== Exercise inputs ==

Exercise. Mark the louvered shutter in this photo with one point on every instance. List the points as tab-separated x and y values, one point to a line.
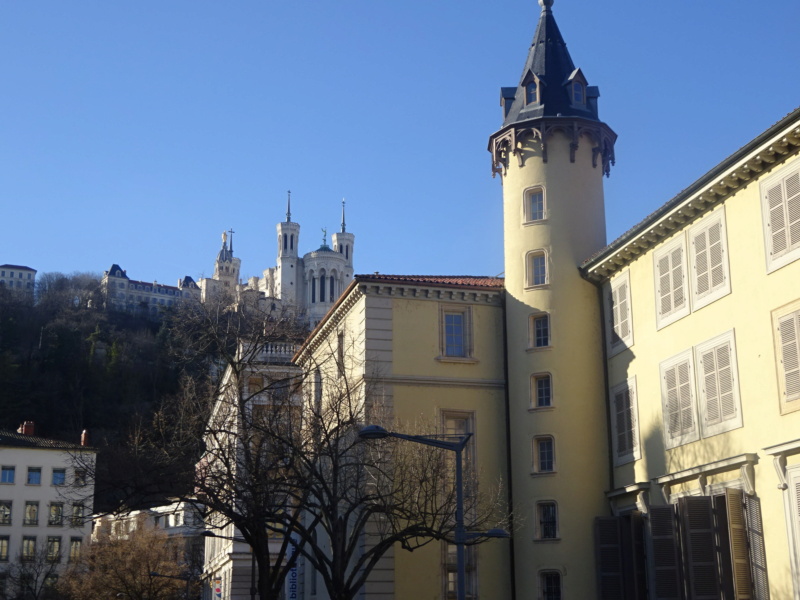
679	404
758	554
740	552
717	388
608	546
789	331
663	542
699	545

===

**Work instruction**
Set down every entry above without alteration, but print no images.

**The answer**
Exercise. Mark the louvered shutter in this photo with one point on every instance. List the points as tab-separated x and y values, one point to a line.
679	404
758	554
740	552
717	388
608	546
789	331
663	542
699	545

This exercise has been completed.